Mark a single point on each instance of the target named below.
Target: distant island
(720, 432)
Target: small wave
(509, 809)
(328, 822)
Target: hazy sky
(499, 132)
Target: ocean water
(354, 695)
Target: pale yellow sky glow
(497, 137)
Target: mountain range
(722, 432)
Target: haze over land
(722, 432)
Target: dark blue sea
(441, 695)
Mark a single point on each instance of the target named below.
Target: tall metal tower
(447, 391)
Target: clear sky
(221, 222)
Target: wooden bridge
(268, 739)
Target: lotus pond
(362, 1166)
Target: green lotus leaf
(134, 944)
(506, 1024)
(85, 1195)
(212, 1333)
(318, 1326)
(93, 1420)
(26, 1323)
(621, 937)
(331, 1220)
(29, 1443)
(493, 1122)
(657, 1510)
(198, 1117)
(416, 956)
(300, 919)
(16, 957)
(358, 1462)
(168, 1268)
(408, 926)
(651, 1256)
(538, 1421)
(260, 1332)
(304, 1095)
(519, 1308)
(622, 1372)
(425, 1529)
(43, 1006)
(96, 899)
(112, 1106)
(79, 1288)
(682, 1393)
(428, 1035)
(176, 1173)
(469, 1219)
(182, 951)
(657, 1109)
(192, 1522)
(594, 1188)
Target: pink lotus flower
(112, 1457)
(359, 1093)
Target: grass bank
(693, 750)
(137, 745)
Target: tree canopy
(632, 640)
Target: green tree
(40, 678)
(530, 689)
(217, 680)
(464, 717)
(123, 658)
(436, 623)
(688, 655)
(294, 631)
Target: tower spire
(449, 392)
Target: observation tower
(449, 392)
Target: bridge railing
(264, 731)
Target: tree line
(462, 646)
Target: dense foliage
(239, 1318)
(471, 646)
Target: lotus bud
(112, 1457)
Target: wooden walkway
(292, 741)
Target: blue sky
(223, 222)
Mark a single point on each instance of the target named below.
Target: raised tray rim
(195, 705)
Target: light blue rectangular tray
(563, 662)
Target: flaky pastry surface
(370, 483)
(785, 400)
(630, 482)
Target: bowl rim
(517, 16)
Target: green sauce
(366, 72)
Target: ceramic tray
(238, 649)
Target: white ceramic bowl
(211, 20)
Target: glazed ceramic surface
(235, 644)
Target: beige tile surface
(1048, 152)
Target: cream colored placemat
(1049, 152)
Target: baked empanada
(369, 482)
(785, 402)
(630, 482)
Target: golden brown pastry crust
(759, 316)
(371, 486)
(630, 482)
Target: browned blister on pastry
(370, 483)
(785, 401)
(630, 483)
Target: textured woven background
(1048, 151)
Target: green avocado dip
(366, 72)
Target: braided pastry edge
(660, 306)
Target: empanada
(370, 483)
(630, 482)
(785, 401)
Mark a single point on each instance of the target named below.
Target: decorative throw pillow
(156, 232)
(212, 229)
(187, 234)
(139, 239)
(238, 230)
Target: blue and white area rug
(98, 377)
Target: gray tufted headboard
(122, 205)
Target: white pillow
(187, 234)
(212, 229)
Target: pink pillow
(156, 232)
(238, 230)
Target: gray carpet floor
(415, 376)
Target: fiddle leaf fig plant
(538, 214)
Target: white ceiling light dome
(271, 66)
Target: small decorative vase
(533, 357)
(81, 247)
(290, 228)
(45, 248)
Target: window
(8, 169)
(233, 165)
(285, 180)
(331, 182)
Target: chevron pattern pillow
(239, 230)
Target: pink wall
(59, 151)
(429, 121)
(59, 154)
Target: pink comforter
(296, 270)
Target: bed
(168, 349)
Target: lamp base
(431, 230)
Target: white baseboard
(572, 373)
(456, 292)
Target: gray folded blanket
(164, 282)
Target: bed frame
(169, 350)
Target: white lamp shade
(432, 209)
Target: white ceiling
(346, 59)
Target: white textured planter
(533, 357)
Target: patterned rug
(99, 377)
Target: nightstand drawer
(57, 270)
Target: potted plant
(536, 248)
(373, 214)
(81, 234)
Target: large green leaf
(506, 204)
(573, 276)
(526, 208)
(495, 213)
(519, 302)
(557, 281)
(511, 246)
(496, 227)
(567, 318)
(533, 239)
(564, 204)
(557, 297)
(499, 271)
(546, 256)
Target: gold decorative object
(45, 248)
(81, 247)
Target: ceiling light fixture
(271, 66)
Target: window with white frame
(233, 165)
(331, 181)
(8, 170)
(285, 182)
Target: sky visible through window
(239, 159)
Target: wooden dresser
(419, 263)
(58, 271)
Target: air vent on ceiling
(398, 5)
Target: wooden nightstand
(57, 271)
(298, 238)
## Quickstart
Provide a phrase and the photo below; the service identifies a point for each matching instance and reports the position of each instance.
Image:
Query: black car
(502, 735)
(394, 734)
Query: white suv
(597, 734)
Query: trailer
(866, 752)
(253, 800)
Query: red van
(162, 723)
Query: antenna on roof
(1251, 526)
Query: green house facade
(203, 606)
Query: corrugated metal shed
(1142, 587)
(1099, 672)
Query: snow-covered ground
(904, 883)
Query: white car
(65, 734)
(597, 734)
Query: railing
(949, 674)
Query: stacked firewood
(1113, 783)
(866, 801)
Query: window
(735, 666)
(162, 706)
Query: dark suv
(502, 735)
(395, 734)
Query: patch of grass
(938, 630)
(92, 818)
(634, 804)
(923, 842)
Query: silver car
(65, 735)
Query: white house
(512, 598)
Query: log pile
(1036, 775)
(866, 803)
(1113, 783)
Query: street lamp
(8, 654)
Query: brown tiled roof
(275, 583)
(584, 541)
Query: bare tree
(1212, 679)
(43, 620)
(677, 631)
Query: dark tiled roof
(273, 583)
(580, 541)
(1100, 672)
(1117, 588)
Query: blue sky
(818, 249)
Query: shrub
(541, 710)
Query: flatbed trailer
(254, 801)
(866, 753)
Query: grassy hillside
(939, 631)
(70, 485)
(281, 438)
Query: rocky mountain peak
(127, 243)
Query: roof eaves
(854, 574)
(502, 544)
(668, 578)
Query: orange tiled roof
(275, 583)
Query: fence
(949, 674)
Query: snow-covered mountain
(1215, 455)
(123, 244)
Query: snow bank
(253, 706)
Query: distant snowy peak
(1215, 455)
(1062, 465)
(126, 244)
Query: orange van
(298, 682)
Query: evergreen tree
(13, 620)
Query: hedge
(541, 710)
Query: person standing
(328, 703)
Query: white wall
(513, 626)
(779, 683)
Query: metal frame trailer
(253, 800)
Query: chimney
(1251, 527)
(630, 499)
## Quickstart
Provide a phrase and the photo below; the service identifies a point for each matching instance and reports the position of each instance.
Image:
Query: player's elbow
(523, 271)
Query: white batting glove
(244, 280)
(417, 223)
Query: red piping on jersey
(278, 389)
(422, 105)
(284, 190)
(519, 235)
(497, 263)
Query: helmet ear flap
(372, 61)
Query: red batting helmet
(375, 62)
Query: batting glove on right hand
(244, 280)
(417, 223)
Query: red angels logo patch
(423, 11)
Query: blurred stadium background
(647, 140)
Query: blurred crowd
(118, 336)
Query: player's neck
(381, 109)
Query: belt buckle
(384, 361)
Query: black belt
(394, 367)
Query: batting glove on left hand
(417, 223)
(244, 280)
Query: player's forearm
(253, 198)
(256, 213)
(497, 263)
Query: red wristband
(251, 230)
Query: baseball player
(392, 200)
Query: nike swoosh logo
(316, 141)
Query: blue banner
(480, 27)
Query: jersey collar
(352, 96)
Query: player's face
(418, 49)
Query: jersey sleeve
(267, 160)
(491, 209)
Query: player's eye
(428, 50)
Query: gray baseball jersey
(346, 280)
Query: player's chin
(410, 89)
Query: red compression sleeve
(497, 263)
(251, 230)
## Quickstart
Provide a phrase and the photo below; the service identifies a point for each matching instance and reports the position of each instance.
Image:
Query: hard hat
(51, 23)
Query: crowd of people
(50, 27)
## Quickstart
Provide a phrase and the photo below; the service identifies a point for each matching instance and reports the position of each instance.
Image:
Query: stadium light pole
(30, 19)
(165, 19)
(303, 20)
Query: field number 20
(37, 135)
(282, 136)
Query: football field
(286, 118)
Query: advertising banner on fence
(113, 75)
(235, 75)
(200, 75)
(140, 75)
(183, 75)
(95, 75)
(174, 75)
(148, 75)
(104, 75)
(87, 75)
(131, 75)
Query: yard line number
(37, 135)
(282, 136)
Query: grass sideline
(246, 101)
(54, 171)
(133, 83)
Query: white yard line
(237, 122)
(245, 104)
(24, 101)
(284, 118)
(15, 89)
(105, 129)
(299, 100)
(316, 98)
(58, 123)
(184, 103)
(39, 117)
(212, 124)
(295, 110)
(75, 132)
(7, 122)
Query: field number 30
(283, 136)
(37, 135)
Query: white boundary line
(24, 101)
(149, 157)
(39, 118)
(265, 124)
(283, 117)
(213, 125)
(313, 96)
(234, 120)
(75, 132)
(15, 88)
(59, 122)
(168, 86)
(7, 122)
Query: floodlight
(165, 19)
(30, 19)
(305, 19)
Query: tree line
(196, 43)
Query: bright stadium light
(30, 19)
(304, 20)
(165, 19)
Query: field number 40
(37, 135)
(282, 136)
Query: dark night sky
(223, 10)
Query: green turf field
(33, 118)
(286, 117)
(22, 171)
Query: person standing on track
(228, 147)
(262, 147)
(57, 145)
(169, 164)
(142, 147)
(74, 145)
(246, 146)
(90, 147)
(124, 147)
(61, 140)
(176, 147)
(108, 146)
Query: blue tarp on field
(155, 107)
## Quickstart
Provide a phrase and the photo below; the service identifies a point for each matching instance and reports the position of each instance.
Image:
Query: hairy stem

_____

• Stated task:
Convert the stretch from the start of the material above through the line containing "(362, 1166)" into a JSON list of strings, one string per line, with blank lines omitted.

• Result below:
[
  "Mark a single point on each instance of the target named below.",
  "Target: distant island",
  "(720, 432)",
  "Target: small wave",
  "(509, 809)",
  "(328, 822)",
  "Target: hazy sky",
  "(499, 132)",
  "Target: ocean water",
  "(354, 695)",
  "Target: pale yellow sky glow",
  "(497, 137)",
  "Target: mountain range",
  "(722, 432)",
  "Target: haze over land",
  "(722, 432)",
  "Target: dark blue sea",
  "(441, 695)",
  "Mark a single point on each instance of the target named below.",
  "Target: tall metal tower",
  "(447, 391)",
  "Target: clear sky",
  "(221, 222)",
  "Target: wooden bridge",
  "(268, 739)",
  "Target: lotus pond",
  "(362, 1166)"
]